**Given passage**
Democrat big beast Barack Obama delivers distorted narrative
At last the Democrats had a big beast on the platform and allowed him to perform. It wasn’t Joe Biden.
At last the Democrats had a big beast on the platform and allowed him to perform.
Barack Obama and Bill Clinton carry the aura of former presidents but they are also just infinitely superior politicians to Joe Biden or anyone else in the contemporary Democratic firmament. So Obama certainly made the most effective speech of anyone at the Democratic conference to date.
It was, in that characteristic Obama way, perfect in its grammar and syntax, flawless in delivery, measured, almost professorial, in tone. But in substance it was like all the other Democrat speeches: Donald Trump is a beast, he’s not fit to be president, his character is a disgrace, he’s not capable of being president. The Democrats’ meta-narrative is that Trump is odious and that’s why COVID-19 is so bad.
Of course, Obama was allowed to look so much better than everybody else partly because he was the only person, apart from vice-presidential nominee Kamala Harris who was allowed to speak for much more than a sound-bite, tweet-length period of time.
The third night of the Democratic National Convention looked even more like the longest infomercial you have ever endured. Bewildering video clips, some cheerful some morose, followed one after another at high speed, interspersed with dirgeful musical interludes designed apparently to make you feel sad about the state of America under Trump. And every other speaker read out the number you had to dial to join the Democrats’ voting effort.

**Data shown**
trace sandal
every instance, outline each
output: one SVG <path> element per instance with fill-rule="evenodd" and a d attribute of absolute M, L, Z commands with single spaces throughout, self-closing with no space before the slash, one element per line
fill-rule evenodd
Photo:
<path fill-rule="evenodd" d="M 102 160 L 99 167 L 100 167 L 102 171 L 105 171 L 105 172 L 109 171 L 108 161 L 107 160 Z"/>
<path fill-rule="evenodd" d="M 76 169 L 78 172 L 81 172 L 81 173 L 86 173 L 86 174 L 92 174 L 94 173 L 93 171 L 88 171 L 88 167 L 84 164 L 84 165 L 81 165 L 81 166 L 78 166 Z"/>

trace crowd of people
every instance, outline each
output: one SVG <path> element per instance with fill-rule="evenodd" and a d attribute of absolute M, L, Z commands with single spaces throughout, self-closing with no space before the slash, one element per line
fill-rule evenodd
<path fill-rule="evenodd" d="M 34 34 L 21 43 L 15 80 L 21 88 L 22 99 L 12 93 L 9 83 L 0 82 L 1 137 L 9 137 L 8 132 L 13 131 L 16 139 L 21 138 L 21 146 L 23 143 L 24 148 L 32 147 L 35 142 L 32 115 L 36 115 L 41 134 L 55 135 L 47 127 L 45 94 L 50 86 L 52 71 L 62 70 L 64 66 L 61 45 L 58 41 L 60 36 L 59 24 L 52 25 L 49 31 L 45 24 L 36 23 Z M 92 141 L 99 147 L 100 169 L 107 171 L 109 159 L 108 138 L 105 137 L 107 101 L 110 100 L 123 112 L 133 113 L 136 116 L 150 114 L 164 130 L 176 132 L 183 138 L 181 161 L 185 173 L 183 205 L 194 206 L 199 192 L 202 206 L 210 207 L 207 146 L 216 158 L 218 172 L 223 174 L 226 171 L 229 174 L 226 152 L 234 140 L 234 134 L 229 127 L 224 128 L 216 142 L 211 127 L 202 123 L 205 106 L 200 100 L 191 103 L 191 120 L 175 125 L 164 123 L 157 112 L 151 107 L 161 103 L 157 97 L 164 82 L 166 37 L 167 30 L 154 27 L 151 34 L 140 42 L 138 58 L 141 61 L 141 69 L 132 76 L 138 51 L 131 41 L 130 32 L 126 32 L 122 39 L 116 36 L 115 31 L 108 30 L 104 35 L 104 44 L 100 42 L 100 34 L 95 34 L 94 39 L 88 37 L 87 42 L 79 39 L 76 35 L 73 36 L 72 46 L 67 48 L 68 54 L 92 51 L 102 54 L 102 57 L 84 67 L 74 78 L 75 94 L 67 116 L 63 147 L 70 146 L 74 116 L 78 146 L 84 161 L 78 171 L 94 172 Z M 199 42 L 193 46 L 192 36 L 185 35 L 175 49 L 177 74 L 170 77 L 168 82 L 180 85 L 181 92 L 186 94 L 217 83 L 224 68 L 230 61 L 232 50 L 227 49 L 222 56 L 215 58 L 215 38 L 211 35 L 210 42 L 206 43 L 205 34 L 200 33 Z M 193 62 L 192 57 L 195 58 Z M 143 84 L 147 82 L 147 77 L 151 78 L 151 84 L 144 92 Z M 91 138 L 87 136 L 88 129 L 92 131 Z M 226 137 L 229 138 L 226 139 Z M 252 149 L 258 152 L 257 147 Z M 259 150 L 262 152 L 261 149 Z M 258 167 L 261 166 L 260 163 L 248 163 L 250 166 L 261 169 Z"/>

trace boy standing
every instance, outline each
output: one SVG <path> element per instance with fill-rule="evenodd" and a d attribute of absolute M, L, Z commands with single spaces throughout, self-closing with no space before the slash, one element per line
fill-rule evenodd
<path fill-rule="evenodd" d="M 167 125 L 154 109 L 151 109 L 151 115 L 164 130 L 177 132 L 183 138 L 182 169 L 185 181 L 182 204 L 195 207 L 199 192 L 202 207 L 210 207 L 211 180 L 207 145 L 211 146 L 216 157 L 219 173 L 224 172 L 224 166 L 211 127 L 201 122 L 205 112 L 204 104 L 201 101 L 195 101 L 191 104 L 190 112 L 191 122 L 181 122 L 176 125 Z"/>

**Exercises**
- a) In the commentary on Obama's convention speech, who besides Obama was allowed to speak for much longer than a sound-bite?
- b) Pick up the commentary on Obama's Democratic convention speech after its final sentence and extend it.

**Expected responses**
- a) Vice-presidential nominee Kamala Harris.

- b)
Obama, of course, soared rhetorically above all that. But his speech, like that of Harris, had one really odd and disturbing feature — a settled hostility to America.
Obama at one point read off a long list of groups who have suffered terrible discrimination in America and therefore had every right to think the US could and would never live up to its ideals. But, because of their innate heroism and struggle and good efforts, they sometimes got a decent result after all.
One of the problems with basing your political strategy on victimology is that you need a lot of victims to make up a majority. So at one point Obama even cited “Irish, Italians and Asians” told to go back where you came from. What? Is there anyone on God’s green earth who really thinks that America was anything other than the promised land for Irish, Italian and Asian immigrants — many of whom have gone on to become some of America’s most successful citizens?
I am proud of my own Irish heritage and part of me would always be willing to see anti-Irish prejudice, except that to do so would be patently absurd. Some Irish, Italians and Asians no doubt have on occasion in US history suffered some odd incidents of discrimination, but to try to pretend that this is the preponderance of their experience is insane. America was surely the most welcoming country in the world — with the exception only of Australia — to waves and waves of immigrants.
But Democrats, from Obama to Harris, are trying to peddle a new and ugly version of US history — that it is predominantly a story of persecution, racism, injustice and exploitation, but its institutions had some minor saving elements, and heroic minorities have struggled to reverse the persecution, racism, injustice etc. This is an inaccurate view, although history surely has its blemishes and its shameful episodes.
Obama, like his wife and many other speakers, finished with the words: “God bless”. In this case, it seems to be a way of avoiding saying God bless America. God is not the problem here, America is. If they say that, it might imply that they think America stands for something good. Harris herself did finally say God bless America at the end of her speech and you can bet that all these micro-symbolisms were carefully calibrated.
Her speech was mostly boilerplate. The daughter of a doctor and an academic, she nonetheless had to craft her own log cabin to White House story.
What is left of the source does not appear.